- [Exercise aim] Express the lines below as a two-column CSV with the headers "text" and "answer", one row per line with its answer. Put each value in a single quoted field with line breaks replaced by spaces, and omit the pictures.

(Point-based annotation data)
* BEGIN *
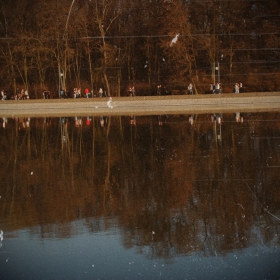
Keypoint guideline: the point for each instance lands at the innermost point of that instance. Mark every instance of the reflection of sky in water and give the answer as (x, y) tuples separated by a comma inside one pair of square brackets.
[(171, 200), (102, 256)]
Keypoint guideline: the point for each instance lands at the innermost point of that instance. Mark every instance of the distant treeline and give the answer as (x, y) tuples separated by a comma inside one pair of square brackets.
[(47, 45)]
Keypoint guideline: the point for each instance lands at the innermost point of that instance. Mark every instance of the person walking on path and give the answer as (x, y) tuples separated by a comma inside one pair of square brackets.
[(190, 88), (236, 88), (100, 92), (87, 93)]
* END *
- [Exercise result]
text,answer
"Keypoint guideline: the point for each instance lands at the innermost point of that instance. Mark every instance of the reflection of sky in water and give the answer as (x, y) tuples separated by a comma inside one pair of square brackets.","[(171, 200), (102, 256)]"
"Keypoint guideline: the point for each instance lands at the innermost point of that instance. Mark every instance of the distant treeline and give the answer as (x, y) tuples separated by a comma inside one pair of square brackets.","[(47, 45)]"
"Keypoint guideline: the point for each instance lands at the innermost point of that instance. Mark every instance of the person walking on path and give the answer as (x, y) tuples separated by a comma inside one pair of square brackets.","[(190, 88), (236, 88), (100, 92), (87, 93)]"